-- Start of Records provided --

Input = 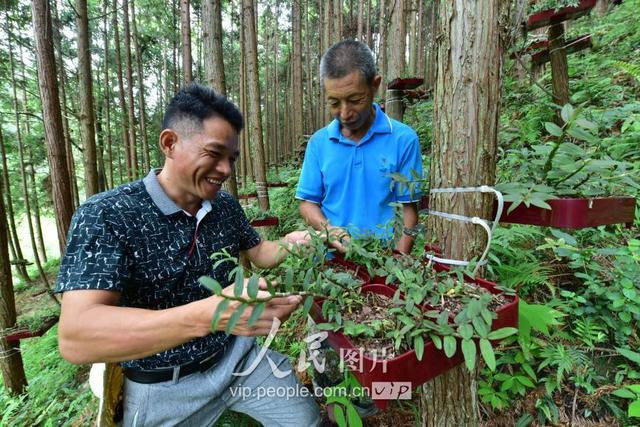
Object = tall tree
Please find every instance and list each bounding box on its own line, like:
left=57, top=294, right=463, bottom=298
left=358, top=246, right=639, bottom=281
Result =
left=51, top=0, right=80, bottom=207
left=76, top=0, right=100, bottom=197
left=180, top=0, right=193, bottom=84
left=31, top=0, right=73, bottom=254
left=122, top=0, right=142, bottom=180
left=201, top=0, right=238, bottom=197
left=242, top=0, right=269, bottom=211
left=291, top=0, right=304, bottom=157
left=421, top=0, right=506, bottom=427
left=111, top=0, right=133, bottom=182
left=131, top=0, right=151, bottom=173
left=0, top=176, right=27, bottom=395
left=0, top=122, right=31, bottom=283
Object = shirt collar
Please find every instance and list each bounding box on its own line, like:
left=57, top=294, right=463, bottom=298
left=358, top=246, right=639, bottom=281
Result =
left=142, top=168, right=211, bottom=217
left=327, top=102, right=393, bottom=144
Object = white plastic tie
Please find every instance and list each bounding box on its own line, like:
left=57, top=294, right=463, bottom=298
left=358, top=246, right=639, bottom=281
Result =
left=425, top=185, right=504, bottom=276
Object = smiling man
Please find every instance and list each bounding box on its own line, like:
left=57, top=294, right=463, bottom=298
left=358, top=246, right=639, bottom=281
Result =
left=296, top=40, right=422, bottom=253
left=56, top=84, right=318, bottom=426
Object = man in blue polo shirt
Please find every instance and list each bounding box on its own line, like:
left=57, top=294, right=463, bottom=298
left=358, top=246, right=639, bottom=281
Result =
left=296, top=40, right=422, bottom=253
left=56, top=84, right=319, bottom=426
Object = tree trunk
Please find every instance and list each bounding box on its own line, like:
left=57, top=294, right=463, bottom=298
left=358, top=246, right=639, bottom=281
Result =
left=131, top=0, right=151, bottom=174
left=51, top=0, right=80, bottom=209
left=180, top=0, right=193, bottom=85
left=122, top=0, right=142, bottom=180
left=112, top=0, right=133, bottom=182
left=242, top=0, right=269, bottom=211
left=0, top=123, right=31, bottom=283
left=27, top=146, right=48, bottom=263
left=76, top=0, right=99, bottom=198
left=356, top=0, right=364, bottom=41
left=0, top=176, right=27, bottom=395
left=421, top=0, right=503, bottom=427
left=291, top=1, right=304, bottom=157
left=102, top=0, right=115, bottom=188
left=32, top=0, right=73, bottom=254
left=365, top=0, right=373, bottom=49
left=202, top=0, right=238, bottom=198
left=376, top=0, right=390, bottom=80
left=548, top=23, right=569, bottom=110
left=387, top=0, right=407, bottom=82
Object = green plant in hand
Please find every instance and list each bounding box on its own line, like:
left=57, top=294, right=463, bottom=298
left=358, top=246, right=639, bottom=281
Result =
left=496, top=104, right=640, bottom=212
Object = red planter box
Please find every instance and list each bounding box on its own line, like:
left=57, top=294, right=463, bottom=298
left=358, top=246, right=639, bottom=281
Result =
left=250, top=216, right=279, bottom=227
left=387, top=77, right=424, bottom=90
left=526, top=0, right=596, bottom=31
left=310, top=279, right=519, bottom=409
left=500, top=197, right=636, bottom=228
left=267, top=182, right=288, bottom=188
left=238, top=193, right=258, bottom=200
left=420, top=196, right=636, bottom=228
left=4, top=316, right=58, bottom=341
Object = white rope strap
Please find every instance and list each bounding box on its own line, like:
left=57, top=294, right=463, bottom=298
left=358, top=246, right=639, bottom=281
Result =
left=425, top=185, right=504, bottom=276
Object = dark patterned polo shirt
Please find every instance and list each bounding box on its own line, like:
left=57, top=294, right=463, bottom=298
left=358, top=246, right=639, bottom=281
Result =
left=56, top=169, right=260, bottom=369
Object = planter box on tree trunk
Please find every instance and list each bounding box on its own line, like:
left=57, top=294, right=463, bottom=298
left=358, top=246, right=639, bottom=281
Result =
left=310, top=279, right=519, bottom=410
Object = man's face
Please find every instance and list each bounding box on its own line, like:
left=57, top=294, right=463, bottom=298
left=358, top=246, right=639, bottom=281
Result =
left=172, top=117, right=239, bottom=200
left=324, top=71, right=380, bottom=139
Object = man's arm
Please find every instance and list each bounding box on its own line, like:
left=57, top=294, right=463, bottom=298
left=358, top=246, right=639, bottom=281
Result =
left=58, top=290, right=301, bottom=364
left=299, top=200, right=349, bottom=252
left=396, top=202, right=418, bottom=254
left=245, top=231, right=310, bottom=268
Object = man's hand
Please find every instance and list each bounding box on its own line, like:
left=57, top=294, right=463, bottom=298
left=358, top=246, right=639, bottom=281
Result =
left=211, top=278, right=302, bottom=336
left=327, top=225, right=351, bottom=253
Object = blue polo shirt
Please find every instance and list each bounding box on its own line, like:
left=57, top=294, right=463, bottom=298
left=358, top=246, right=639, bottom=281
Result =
left=296, top=104, right=422, bottom=239
left=56, top=170, right=260, bottom=369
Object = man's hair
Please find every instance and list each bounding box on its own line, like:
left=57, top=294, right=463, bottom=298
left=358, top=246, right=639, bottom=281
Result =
left=162, top=82, right=244, bottom=136
left=320, top=40, right=376, bottom=85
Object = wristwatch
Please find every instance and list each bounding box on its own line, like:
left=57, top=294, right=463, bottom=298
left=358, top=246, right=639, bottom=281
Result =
left=402, top=224, right=423, bottom=237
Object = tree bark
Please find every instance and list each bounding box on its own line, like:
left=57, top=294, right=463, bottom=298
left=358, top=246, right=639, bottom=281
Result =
left=180, top=0, right=193, bottom=85
left=242, top=0, right=269, bottom=211
left=31, top=0, right=73, bottom=254
left=421, top=0, right=505, bottom=426
left=112, top=0, right=133, bottom=182
left=291, top=0, right=304, bottom=157
left=0, top=123, right=31, bottom=283
left=76, top=0, right=99, bottom=198
left=51, top=0, right=80, bottom=209
left=202, top=0, right=238, bottom=198
left=387, top=0, right=407, bottom=82
left=122, top=0, right=142, bottom=180
left=131, top=0, right=151, bottom=174
left=0, top=180, right=27, bottom=395
left=548, top=23, right=569, bottom=110
left=102, top=0, right=115, bottom=188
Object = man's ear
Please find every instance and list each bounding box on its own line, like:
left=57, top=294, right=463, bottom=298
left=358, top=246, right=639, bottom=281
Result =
left=371, top=74, right=382, bottom=95
left=159, top=129, right=179, bottom=158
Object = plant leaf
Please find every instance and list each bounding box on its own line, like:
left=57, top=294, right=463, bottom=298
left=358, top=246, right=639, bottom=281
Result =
left=247, top=302, right=267, bottom=326
left=233, top=268, right=244, bottom=297
left=480, top=338, right=496, bottom=371
left=224, top=303, right=249, bottom=335
left=247, top=274, right=260, bottom=299
left=211, top=299, right=229, bottom=331
left=462, top=340, right=476, bottom=371
left=413, top=335, right=424, bottom=360
left=443, top=335, right=456, bottom=357
left=487, top=328, right=518, bottom=340
left=198, top=276, right=222, bottom=295
left=544, top=122, right=562, bottom=137
left=616, top=347, right=640, bottom=365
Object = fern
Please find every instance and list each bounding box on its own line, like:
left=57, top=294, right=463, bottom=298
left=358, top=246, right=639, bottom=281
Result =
left=614, top=61, right=640, bottom=82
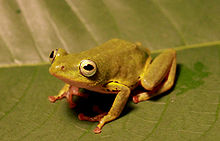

-- End of Records provided --

Exercise instructions: Write out all the records above again with every "Result" replaced by "Output" and nothing else changed. Omit the pictures.

Answer:
Input = 
Object = tall tree
Please find every instance and list each bounding box on its own line, like:
left=57, top=294, right=463, bottom=298
left=358, top=246, right=639, bottom=281
Output =
left=51, top=0, right=80, bottom=207
left=76, top=0, right=100, bottom=197
left=180, top=0, right=193, bottom=84
left=31, top=0, right=73, bottom=254
left=122, top=0, right=142, bottom=180
left=201, top=0, right=238, bottom=197
left=242, top=0, right=269, bottom=211
left=291, top=0, right=304, bottom=157
left=421, top=0, right=506, bottom=427
left=111, top=0, right=133, bottom=182
left=131, top=0, right=151, bottom=173
left=0, top=176, right=27, bottom=395
left=0, top=122, right=31, bottom=283
Object = shirt collar
Please find every instance and list each bounding box on its own line, like:
left=57, top=294, right=463, bottom=298
left=358, top=246, right=639, bottom=281
Output =
left=142, top=168, right=211, bottom=217
left=327, top=102, right=393, bottom=144
Object = white plastic tie
Please find every instance and list each bounding box on its own line, like:
left=57, top=294, right=463, bottom=298
left=358, top=246, right=639, bottom=281
Output =
left=425, top=185, right=504, bottom=276
Object = smiling man
Please find every instance and list each bounding box on its own line, like:
left=57, top=294, right=463, bottom=298
left=358, top=246, right=639, bottom=281
Output =
left=296, top=40, right=422, bottom=253
left=56, top=84, right=318, bottom=426
Object = man in blue polo shirt
Please find every instance and list each bounding box on its own line, like:
left=57, top=294, right=463, bottom=298
left=358, top=246, right=639, bottom=281
Output =
left=296, top=40, right=422, bottom=253
left=56, top=84, right=319, bottom=426
Object = tree trunk
Please find every instance and list each bounding box on its own line, like:
left=57, top=294, right=463, bottom=298
left=358, top=246, right=639, bottom=281
Output =
left=131, top=0, right=151, bottom=174
left=51, top=0, right=80, bottom=209
left=180, top=0, right=193, bottom=85
left=122, top=0, right=142, bottom=180
left=112, top=0, right=133, bottom=182
left=242, top=0, right=269, bottom=211
left=0, top=123, right=31, bottom=283
left=27, top=146, right=48, bottom=263
left=76, top=0, right=99, bottom=198
left=356, top=0, right=364, bottom=41
left=0, top=176, right=27, bottom=395
left=421, top=0, right=503, bottom=427
left=291, top=1, right=304, bottom=157
left=102, top=0, right=115, bottom=188
left=32, top=0, right=73, bottom=254
left=365, top=0, right=373, bottom=49
left=202, top=0, right=238, bottom=198
left=376, top=0, right=390, bottom=80
left=548, top=23, right=569, bottom=110
left=387, top=0, right=407, bottom=82
Object = green plant in hand
Please find every instance and list each bounding box on its own line, like:
left=57, top=294, right=463, bottom=298
left=358, top=246, right=639, bottom=281
Output =
left=496, top=104, right=640, bottom=212
Object = red planter box
Please find every instance and list each bounding box on its own line, like:
left=57, top=294, right=463, bottom=298
left=358, top=246, right=639, bottom=281
Output =
left=250, top=216, right=279, bottom=227
left=387, top=77, right=424, bottom=90
left=526, top=0, right=596, bottom=31
left=310, top=279, right=519, bottom=409
left=500, top=197, right=636, bottom=228
left=267, top=182, right=288, bottom=188
left=238, top=193, right=258, bottom=200
left=420, top=196, right=636, bottom=228
left=4, top=316, right=58, bottom=341
Object = white rope strap
Please find every instance and list each bounding box on its own line, like:
left=57, top=294, right=463, bottom=298
left=358, top=246, right=639, bottom=281
Output =
left=425, top=185, right=504, bottom=276
Object = dark patterned polo shirt
Please find every instance and list each bounding box on its own line, like:
left=57, top=294, right=463, bottom=298
left=358, top=246, right=639, bottom=281
Output =
left=56, top=169, right=260, bottom=369
Object = planter box on tree trunk
Please find every instance and list each bounding box on its own line, like:
left=57, top=294, right=463, bottom=298
left=358, top=246, right=639, bottom=281
Output =
left=310, top=279, right=519, bottom=410
Object = man's face
Please find every instance and list each bounding box on its own line, like:
left=57, top=294, right=463, bottom=298
left=358, top=246, right=639, bottom=281
Output =
left=172, top=117, right=239, bottom=200
left=324, top=71, right=380, bottom=139
Object = man's arm
Please find every instance and list each bounding box on its own line, like:
left=57, top=294, right=463, bottom=298
left=358, top=246, right=639, bottom=281
Output =
left=58, top=290, right=301, bottom=364
left=299, top=200, right=349, bottom=252
left=396, top=202, right=418, bottom=254
left=245, top=231, right=310, bottom=268
Object = man's hand
Please find every instance and list each bounding box on its own line, like:
left=57, top=294, right=463, bottom=298
left=358, top=246, right=639, bottom=281
Output =
left=211, top=278, right=302, bottom=336
left=327, top=225, right=351, bottom=253
Object = blue polo shirt
Please find every instance and list each bounding box on its own line, like:
left=57, top=294, right=463, bottom=298
left=358, top=246, right=639, bottom=281
Output =
left=296, top=104, right=422, bottom=239
left=56, top=170, right=260, bottom=369
Object = man's hair
Please find every instance and list each bounding box on its own line, like:
left=57, top=294, right=463, bottom=298
left=358, top=246, right=639, bottom=281
Output =
left=162, top=82, right=244, bottom=136
left=320, top=40, right=376, bottom=85
Object = wristwatch
Please find every instance and list each bounding box on its own line, like:
left=57, top=294, right=463, bottom=298
left=358, top=246, right=639, bottom=281
Output =
left=402, top=224, right=423, bottom=237
Object = tree bark
Please find every instance and list each bounding box on its own line, like:
left=57, top=294, right=463, bottom=298
left=358, top=246, right=639, bottom=281
Output =
left=180, top=0, right=193, bottom=85
left=242, top=0, right=269, bottom=211
left=31, top=0, right=73, bottom=254
left=421, top=0, right=505, bottom=426
left=112, top=0, right=133, bottom=182
left=291, top=0, right=304, bottom=157
left=0, top=123, right=31, bottom=283
left=76, top=0, right=99, bottom=198
left=51, top=0, right=80, bottom=209
left=202, top=0, right=238, bottom=198
left=387, top=0, right=407, bottom=82
left=122, top=0, right=142, bottom=180
left=131, top=0, right=151, bottom=174
left=0, top=180, right=27, bottom=395
left=548, top=23, right=569, bottom=110
left=102, top=0, right=115, bottom=188
Object = man's ear
Please find every instance and list each bounding box on its own line, like:
left=57, top=294, right=463, bottom=298
left=358, top=246, right=639, bottom=281
Output =
left=371, top=74, right=382, bottom=95
left=159, top=129, right=179, bottom=158
Object = plant leaf
Please find every instance and list each bounding box on its own line, like:
left=57, top=294, right=463, bottom=298
left=358, top=246, right=639, bottom=281
Output =
left=247, top=302, right=267, bottom=326
left=233, top=268, right=244, bottom=297
left=480, top=338, right=496, bottom=371
left=224, top=303, right=249, bottom=335
left=247, top=274, right=260, bottom=299
left=211, top=299, right=229, bottom=331
left=462, top=340, right=476, bottom=371
left=413, top=335, right=424, bottom=360
left=443, top=335, right=456, bottom=357
left=487, top=328, right=518, bottom=340
left=198, top=276, right=222, bottom=295
left=544, top=122, right=562, bottom=137
left=616, top=347, right=640, bottom=365
Object = fern
Please find every instance and list each bounding box on its own line, like:
left=57, top=294, right=463, bottom=298
left=358, top=246, right=639, bottom=281
Output =
left=614, top=61, right=640, bottom=82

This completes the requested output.